# start of RECORDS FOR THE EXERCISE

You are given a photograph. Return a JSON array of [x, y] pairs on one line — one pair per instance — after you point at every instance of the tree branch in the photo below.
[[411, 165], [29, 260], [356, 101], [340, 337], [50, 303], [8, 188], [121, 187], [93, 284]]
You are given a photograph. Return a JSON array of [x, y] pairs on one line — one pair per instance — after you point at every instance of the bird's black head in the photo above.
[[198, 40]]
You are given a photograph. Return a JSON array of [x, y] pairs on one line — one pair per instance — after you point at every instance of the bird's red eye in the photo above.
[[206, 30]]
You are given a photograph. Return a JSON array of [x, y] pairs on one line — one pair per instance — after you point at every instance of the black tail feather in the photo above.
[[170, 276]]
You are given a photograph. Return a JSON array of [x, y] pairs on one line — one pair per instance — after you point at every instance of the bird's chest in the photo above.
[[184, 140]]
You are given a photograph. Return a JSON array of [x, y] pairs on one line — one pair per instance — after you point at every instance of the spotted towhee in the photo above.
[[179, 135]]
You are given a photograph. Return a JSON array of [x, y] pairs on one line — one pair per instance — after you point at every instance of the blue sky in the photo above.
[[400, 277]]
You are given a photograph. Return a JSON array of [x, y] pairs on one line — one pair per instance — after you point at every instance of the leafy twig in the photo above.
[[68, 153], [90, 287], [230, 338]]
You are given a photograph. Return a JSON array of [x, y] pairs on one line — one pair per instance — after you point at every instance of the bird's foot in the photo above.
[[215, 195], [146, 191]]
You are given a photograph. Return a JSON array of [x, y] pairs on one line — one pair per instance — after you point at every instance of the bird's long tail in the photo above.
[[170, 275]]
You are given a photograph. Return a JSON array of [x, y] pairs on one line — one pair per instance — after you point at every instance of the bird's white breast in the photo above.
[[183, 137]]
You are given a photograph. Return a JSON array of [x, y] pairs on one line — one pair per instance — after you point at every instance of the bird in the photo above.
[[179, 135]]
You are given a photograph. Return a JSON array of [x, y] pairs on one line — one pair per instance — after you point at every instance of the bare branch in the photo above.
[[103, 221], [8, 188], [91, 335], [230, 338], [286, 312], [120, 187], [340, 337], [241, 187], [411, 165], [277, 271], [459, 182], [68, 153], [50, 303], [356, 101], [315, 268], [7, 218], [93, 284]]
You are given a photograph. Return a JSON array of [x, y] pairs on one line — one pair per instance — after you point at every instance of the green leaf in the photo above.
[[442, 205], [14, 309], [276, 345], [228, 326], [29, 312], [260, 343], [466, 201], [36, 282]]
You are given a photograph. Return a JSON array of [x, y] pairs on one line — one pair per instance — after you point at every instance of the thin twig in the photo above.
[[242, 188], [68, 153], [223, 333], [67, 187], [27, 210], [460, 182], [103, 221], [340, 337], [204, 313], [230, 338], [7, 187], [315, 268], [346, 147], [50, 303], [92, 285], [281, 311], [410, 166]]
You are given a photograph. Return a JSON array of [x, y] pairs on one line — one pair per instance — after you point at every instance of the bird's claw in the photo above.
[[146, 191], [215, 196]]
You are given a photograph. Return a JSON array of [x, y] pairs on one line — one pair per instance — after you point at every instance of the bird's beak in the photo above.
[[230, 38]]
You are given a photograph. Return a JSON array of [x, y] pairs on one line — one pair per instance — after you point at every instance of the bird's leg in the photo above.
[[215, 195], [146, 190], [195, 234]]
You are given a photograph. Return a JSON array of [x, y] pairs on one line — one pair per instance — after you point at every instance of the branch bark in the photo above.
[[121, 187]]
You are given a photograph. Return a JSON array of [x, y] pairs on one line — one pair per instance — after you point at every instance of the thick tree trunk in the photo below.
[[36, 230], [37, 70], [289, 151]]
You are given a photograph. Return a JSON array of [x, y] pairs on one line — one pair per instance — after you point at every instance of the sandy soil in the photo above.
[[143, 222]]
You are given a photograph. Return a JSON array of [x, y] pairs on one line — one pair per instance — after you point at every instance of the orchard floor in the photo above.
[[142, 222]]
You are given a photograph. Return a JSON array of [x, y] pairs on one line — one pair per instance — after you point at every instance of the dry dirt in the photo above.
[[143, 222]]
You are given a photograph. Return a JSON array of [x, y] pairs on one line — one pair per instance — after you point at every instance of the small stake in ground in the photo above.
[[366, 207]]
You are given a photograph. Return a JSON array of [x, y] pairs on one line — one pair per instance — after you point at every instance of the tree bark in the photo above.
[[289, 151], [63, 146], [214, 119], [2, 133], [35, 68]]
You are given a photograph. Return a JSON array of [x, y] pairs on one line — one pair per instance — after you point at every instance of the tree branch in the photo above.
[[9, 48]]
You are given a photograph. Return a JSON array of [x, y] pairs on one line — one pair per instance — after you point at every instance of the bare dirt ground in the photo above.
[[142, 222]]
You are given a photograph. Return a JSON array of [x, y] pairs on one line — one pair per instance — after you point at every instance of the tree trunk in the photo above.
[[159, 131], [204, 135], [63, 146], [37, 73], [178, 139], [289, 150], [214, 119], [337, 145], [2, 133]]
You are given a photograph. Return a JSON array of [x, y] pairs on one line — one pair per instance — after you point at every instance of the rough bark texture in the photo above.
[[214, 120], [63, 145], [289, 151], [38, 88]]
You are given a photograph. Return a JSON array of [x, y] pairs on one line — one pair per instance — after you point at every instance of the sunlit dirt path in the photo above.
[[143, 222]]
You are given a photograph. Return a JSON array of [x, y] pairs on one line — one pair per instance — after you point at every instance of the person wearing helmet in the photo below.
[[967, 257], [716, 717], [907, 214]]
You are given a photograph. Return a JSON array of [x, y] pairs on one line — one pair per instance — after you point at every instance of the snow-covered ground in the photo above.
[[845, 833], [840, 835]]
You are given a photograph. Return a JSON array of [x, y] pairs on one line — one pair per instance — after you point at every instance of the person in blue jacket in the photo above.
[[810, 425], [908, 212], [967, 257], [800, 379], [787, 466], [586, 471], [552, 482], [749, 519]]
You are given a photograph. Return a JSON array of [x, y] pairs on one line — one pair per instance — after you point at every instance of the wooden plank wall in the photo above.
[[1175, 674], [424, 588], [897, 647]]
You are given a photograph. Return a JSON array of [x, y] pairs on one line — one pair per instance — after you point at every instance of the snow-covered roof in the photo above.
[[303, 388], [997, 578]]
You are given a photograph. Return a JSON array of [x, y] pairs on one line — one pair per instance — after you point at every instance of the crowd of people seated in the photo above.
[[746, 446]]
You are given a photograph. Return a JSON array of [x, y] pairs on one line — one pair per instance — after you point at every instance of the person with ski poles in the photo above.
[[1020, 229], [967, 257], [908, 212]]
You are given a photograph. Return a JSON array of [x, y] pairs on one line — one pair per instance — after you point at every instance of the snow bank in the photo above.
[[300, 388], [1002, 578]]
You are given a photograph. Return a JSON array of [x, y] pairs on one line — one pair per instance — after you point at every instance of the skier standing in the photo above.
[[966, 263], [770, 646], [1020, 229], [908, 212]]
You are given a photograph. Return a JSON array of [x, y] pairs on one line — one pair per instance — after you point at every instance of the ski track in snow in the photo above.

# end of RECORDS FOR THE EXERCISE

__WHAT IS REQUIRED__
Reproduce all of the material above word for word, changing nothing.

__SOLUTION FOR THIS PROBLEM__
You are given a photograph. Return a JSON array of [x, y] pairs on one line — one pair per instance — after you point at every instance of the tree branch in the photo below.
[[411, 165], [29, 260], [356, 101], [340, 337], [50, 303], [8, 188], [121, 187], [93, 284]]
You are given a photograph. Return a JSON array of [x, y] pairs on one line — one pair per instance — after you point at every instance of the bird's black head in the photo above.
[[198, 40]]
You are given a photograph. Return a JSON array of [x, y] pairs on one line — one pair per instance — after you point at every instance of the bird's red eye in the photo above.
[[206, 30]]
You are given a photograph. Return a JSON array of [x, y] pairs on one line — one pair per instance — after you point at every instance of the black tail feather in the photo above.
[[170, 276]]
You are given a photograph. Return a JSON array of [x, y] pairs on one line — one pair per instance — after you point at every instance of the bird's chest in the photo above.
[[184, 140]]
You are given a photograph. Return a JSON array of [x, y] pairs on one line — one pair per instance — after you point at every instance of the spotted towhee in the photo above.
[[179, 135]]
You are given a photograph. Return a JSON array of [x, y] pairs on one line — one pair per instance — after you point at every instance of the blue sky in the photo above.
[[400, 277]]
You are given a photograph. Return a JSON array of [x, y] pairs on one line — one pair per instance — after you point at every instance of the leafy twig in the photo above.
[[68, 153], [90, 287], [230, 338]]
You are given a photograph. Return a JSON array of [x, y] pairs on one line — one pair per instance — after you point at every instance of the bird's foot in the photo above.
[[215, 195], [146, 191]]
You are given a photograph. Return a JSON array of [x, y] pairs on one line — one pair per instance — after you point at every instance of the bird's long tail in the photo above.
[[170, 275]]
You are given a photograph. Return a JSON array of [x, y] pairs on one line — one pair per instance — after you point at every instance of the bird's white breast in the photo above.
[[183, 137]]
You are given a photograph. Return a JSON array of [x, y] pairs on one line — one pair per instance — after you point at every instance of the bird in the photo above.
[[179, 135]]
You are given a photograph. Return a JSON array of [x, y] pairs on one line — one pair per instance — after you point at every instance of the bare branch in the photo above.
[[103, 221], [8, 188], [91, 335], [230, 338], [286, 312], [120, 187], [340, 337], [241, 187], [411, 165], [277, 271], [459, 182], [68, 153], [50, 303], [356, 101], [315, 268], [7, 218], [93, 284]]
You are given a photograph. Return a JSON array of [x, y] pairs on one line — one pair per instance — after you point at every instance of the green leaf in the photo above.
[[442, 205], [14, 309], [276, 345], [228, 326], [29, 312], [260, 343], [466, 201], [36, 282]]
You are given a photograph. Return a JSON array of [x, y] pairs on one line — one pair per instance — after you point at every instance of the thin twig in the photo above.
[[242, 188], [68, 153], [223, 333], [67, 187], [27, 210], [460, 182], [103, 221], [340, 337], [204, 313], [230, 338], [7, 187], [315, 268], [346, 147], [50, 303], [92, 285], [281, 311], [410, 166]]
You are given a photograph. Return a JSON array of [x, y] pairs on one line — one pair per instance — after you point at every instance of the bird's claw in the photo above.
[[146, 191], [215, 196]]
You are given a photograph. Return a JSON array of [x, y] pairs on one line — one pair per instance — after you point at every instance of the bird's beak in the photo above.
[[230, 38]]
You are given a photograph. Return a JSON array of [x, y] pairs on one line — one pair per instance — after you point at every instance of the bird's leg in the photo above.
[[215, 195], [146, 190], [195, 234]]
You are given a photograph. Return a JSON array of [x, y] pairs on one line — one pair per instance — after you point at every instance of the branch bark in the photo above.
[[121, 187]]
You are given a photograph. Return a JSON array of [x, y] pairs on one line — one pair per instance — after you point at every instance of the thick tree trunk in the photo below.
[[36, 230], [37, 70], [289, 151]]
You are given a photograph. Return a JSON array of [x, y] pairs on one line — one pair per instance — after you point at every instance of the sandy soil in the photo above.
[[143, 222]]
You are given a photograph. Return a JSON array of [x, y] pairs on one line — one pair per instance — after you point at every instance of the orchard floor in the photo above.
[[142, 222]]
You are given a photograph. Return a JSON array of [x, y] pairs on one line — one pair per instance — after you point at every instance of the dry dirt in the photo above.
[[143, 222]]
You are given a photograph. Return a JSON array of [x, y] pairs on one line — one pair per instance — after you point at every instance of the small stake in ground in the photo above.
[[366, 207]]
You are given a photograph. Return a JSON array of [x, y] pairs on one line — one pair per instance — after you point at every instance of the tree bark in the photo above.
[[289, 151], [63, 146], [214, 119], [2, 133], [35, 68]]
You are given a photograph. Return a JSON array of [x, y] pairs on one line — one pair per instance — after you point at every instance of the tree branch in the photo above.
[[9, 48]]
You are given a photograph. Return a JSON array of [x, y] pairs on one line — one pair per instance — after you point at every instance of the bare dirt ground in the photo above.
[[142, 222]]
You are given a photograph. Return a JSON array of [x, y] pairs on one line — one pair per instance — after you point at every instance of the tree trunk in the photo above.
[[159, 131], [204, 135], [63, 146], [37, 73], [178, 139], [289, 150], [214, 119], [337, 145], [2, 133]]
You are given a photograph. Return a JSON array of [x, y] pairs on one line — one pair per instance — after you point at every instance of the rough bark texture in the photo above.
[[214, 120], [63, 145], [289, 151], [38, 88]]
You are given a photograph. Return a JSON array of [x, y] pairs on one line — one pair per instance — after you point at every instance of the sunlit dirt path in the photo above.
[[143, 222]]
You are given a photograph. Return a JSON array of [x, y] pairs on one line — one pair per instance — after you point at every instance of the person wearing helmet in the photo below.
[[967, 257], [716, 717], [907, 214]]
You are given a photograph. Return a JSON array of [x, y] pairs on one line — one pair per instance — after you point at every instance of the snow-covered ground in the photo above.
[[845, 833], [840, 835]]
You are given a photograph. Return a JSON array of [x, y] pairs on one line — one pair per instance — after you point at every instance of the person in blue jacket in the photo above.
[[810, 425], [908, 212], [967, 257], [800, 379], [787, 466], [586, 471], [552, 482], [749, 519]]
You are given a photograph. Return a JSON array of [x, y] pairs on one line — one pair per instance — after you point at every instance of the wooden plank wall in the photo above.
[[1175, 674], [424, 588], [897, 647]]
You are given a photograph. Return a JSON array of [x, y] pairs on one line — one pair per instance — after you point at every instance of the snow-covered roof in the photo above.
[[303, 388], [997, 578]]
You are given a photograph. Return a JSON array of [x, y] pairs on one line — one pair per instance — after you point at every instance of the crowd of people seated in the photo above.
[[746, 446]]
You are given a photograph. Return a JSON array of [x, y] pairs on one line — one pair per instance — after you point at every instance of the person with ski poles in the photo above.
[[1020, 229], [967, 257], [908, 212]]
You are given a photograph. Return a JSON array of [x, y] pairs on one line — one pair per instance — after you point at every instance of the snow bank in the photo above.
[[300, 388], [1002, 578]]
You are given a photograph. Return a JSON array of [x, y] pairs on one line — one pair per instance — after you point at every instance of the skier standing in the photo above.
[[966, 263], [770, 646], [1020, 229], [908, 212]]
You are given a photograph. Return a JSON array of [x, y] pairs on one line — one pair per instance — after you point at every instance of the ski track in snow in the photo above.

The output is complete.